## Richiesta scritta
Trascrivi senza modifiche le righe a partire da quella che contiene "Task: identify the man's eyebrow" fino all'ultima riga, entrambe incluse. Ometti le immagini.
=-=-=
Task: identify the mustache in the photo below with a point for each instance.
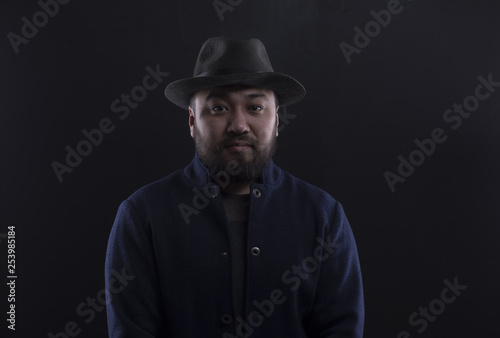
(246, 139)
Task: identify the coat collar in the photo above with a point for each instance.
(199, 174)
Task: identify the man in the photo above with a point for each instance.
(233, 246)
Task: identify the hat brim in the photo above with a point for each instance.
(286, 87)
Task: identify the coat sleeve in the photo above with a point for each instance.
(134, 308)
(338, 311)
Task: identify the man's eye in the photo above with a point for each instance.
(219, 108)
(255, 108)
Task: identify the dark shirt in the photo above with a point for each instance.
(236, 207)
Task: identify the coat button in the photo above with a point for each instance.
(211, 191)
(226, 319)
(257, 193)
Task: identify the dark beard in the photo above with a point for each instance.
(247, 171)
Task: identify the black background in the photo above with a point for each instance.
(357, 118)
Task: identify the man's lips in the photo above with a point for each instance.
(238, 146)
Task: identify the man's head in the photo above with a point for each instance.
(232, 100)
(235, 123)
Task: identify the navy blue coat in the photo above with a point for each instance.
(168, 262)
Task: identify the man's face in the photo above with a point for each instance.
(236, 123)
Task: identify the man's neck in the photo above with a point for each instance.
(240, 188)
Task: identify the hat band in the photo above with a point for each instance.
(228, 72)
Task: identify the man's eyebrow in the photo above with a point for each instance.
(257, 95)
(223, 95)
(220, 95)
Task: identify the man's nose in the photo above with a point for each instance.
(238, 123)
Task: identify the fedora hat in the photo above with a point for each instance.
(224, 61)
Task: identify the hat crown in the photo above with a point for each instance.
(226, 55)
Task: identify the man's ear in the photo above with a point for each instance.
(277, 120)
(191, 120)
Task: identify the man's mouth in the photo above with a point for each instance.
(238, 146)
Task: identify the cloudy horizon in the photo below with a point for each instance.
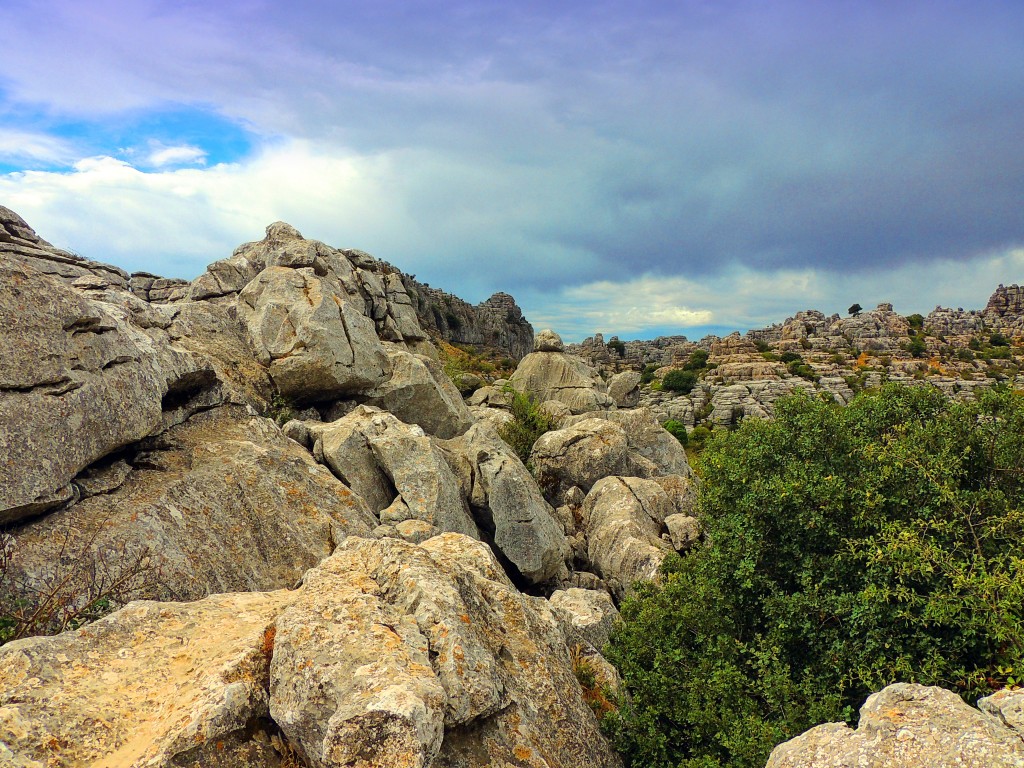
(670, 168)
=-=-=
## Soluzione svolta
Task: identify the man's eyebrow in the photo above with a point for each instance.
(257, 95)
(223, 95)
(220, 95)
Task: identify the man's nose in the photo above with a point for each instance.
(238, 123)
Task: identify the fedora hat in the photo above with a point for each instance.
(224, 61)
Task: identify the hat crown in the photo above with a point for each instance.
(226, 55)
Task: identify the man's ear in the photo above with a point for each instance.
(277, 120)
(191, 120)
Task: identify the man's mouth in the photo above with a point for each instance.
(238, 146)
Task: identify the cloudy horizon in the photo below with a point for each instance.
(670, 168)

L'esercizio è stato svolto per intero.